Testo da leggere:
Calimera e Martano, paura e disagio.

di Davide Tommasi

Un uomo in difficoltà psichiatrica crea tensione tra i residenti. Servono cure, non rabbia.

Calimera-Sta facendo discutere e preoccupare le comunità di Calimera e Martano la vicenda di un uomo di origini senegalesi, affetto da gravi disturbi psichiatrici, che negli ultimi giorni è stato protagonista di numerosi episodi di disturbo alla quiete pubblica e aggressioni. Scene riprese e diffuse in fretta sui social e nelle chat locali, alimentando sconcerto, paura, e in alcuni casi, rabbia.

Le immagini lo mostrano mentre si immerge vestito in una fontana pubblica, mentre urla frasi sconnesse, o ancora mentre lancia pietre verso chi gli passa accanto. Scene che, oltre a impaurire i cittadini, raccontano il dramma di una solitudine umana e istituzionale.

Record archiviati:
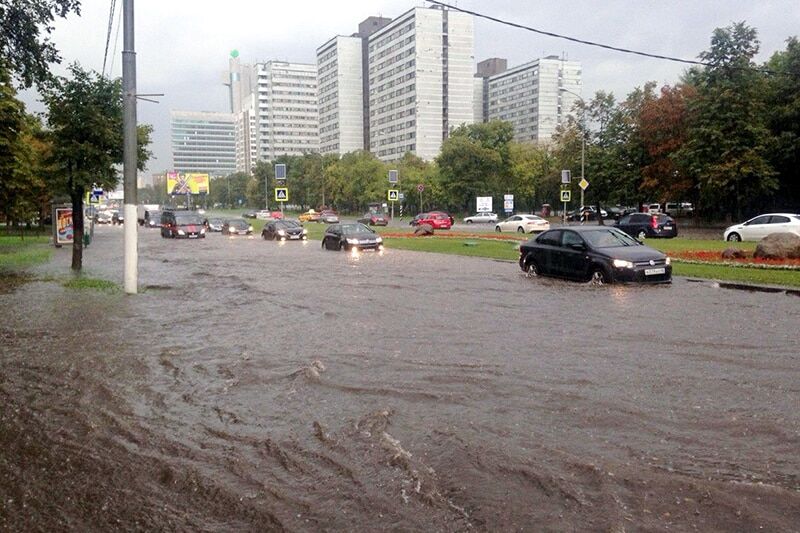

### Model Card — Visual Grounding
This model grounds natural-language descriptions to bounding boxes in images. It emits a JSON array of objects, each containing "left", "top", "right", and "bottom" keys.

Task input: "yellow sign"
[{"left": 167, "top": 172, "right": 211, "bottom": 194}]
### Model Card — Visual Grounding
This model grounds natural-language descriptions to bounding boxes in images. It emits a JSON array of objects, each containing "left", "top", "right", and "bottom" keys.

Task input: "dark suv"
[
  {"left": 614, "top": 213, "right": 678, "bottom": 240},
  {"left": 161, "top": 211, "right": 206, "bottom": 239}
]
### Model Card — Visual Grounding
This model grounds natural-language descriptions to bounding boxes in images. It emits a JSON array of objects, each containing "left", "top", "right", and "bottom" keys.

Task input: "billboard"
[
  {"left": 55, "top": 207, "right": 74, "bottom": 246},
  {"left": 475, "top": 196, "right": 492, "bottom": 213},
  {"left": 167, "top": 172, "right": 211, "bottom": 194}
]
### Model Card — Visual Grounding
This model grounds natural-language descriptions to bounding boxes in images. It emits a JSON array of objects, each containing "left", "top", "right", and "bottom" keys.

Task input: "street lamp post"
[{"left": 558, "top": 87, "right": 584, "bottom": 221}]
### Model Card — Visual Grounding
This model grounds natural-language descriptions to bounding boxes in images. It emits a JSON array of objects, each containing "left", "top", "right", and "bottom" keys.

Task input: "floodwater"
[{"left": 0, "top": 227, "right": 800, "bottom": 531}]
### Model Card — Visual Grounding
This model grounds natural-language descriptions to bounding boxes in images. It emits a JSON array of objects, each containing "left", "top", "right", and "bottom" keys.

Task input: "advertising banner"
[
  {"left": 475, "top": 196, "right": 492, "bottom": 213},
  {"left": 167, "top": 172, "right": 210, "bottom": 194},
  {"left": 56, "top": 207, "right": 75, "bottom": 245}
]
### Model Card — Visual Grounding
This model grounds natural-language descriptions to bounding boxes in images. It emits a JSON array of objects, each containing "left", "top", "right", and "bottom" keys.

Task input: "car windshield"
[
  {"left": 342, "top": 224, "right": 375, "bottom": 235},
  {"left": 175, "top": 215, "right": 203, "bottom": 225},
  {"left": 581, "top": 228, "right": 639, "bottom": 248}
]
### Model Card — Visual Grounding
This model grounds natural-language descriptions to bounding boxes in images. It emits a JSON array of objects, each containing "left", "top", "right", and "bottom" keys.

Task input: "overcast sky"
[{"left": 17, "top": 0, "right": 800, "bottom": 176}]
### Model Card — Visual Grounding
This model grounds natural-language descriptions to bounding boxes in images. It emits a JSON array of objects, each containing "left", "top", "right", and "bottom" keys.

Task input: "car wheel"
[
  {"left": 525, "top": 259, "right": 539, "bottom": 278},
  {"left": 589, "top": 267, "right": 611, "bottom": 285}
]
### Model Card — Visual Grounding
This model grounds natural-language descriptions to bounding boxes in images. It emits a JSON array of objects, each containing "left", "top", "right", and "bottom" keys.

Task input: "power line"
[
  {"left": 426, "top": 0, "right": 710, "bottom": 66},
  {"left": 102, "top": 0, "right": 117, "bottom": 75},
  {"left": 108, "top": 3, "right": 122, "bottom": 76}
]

Esercizi:
- 1) Elenca i comportamenti dell'uomo che, secondo l'articolo su Calimera e Martano, si vedono nelle immagini.
- 2) Riassumi in due frasi l'articolo su Calimera e Martano.
- 3) Continua l'articolo su Calimera e Martano con il paragrafo successivo.
Le righe sono materiale a sé, distinto dall'articolo.

Risposte:
- 1)
- Si immerge vestito in una fontana pubblica.
- Urla frasi sconnesse.
- Lancia pietre verso chi gli passa accanto.

- 2) A Calimera e Martano preoccupa la vicenda di un uomo di origini senegalesi con gravi disturbi psichiatrici, che negli ultimi giorni è stato protagonista di episodi di disturbo alla quiete pubblica e di aggressioni, e le cui scene, diffuse sui social e nelle chat locali, hanno suscitato sconcerto, paura e rabbia. Le immagini lo mostrano in una fontana, mentre urla o lancia pietre, e raccontano anche il dramma di una solitudine umana e istituzionale.

- 3)
Non si tratta di un semplice “disturbatore”, ma di una persona che vive una profonda fragilità psichica. Da tempo è seguito dal Centro di Salute Mentale di Lecce, ma il sistema di gestione dei pazienti con disagio mentale sembra non essere in grado di rispondere in modo efficace a situazioni come questa.

«Ha imbrattato i muri di alcune chiese, molestato ragazze, fermato auto per scrivere sulle carrozzerie con lo spray. La gente ha paura a uscire da sola», racconta una residente di Calimera. E in effetti il clima che si respira in paese è quello dell’esasperazione. «Il problema – spiega Luigi Mazzei, coordinatore provinciale di Puglia Popolare – è che c’è il rischio concreto che qualche testa calda decida di farsi giustizia da solo. Non possiamo permetterlo. Serve un intervento concreto, strutturato, e definitivo».

Il sindaco di Martano, Fabio Tarantino, sottolinea: «Il Tso non è bastato. È stato ai domiciliari dopo aver creato scompiglio in un supermercato. Questo uomo deve essere curato, seguito, protetto. Non può essere lasciato in giro senza un progetto di cura. Così si mettono in pericolo lui e i cittadini».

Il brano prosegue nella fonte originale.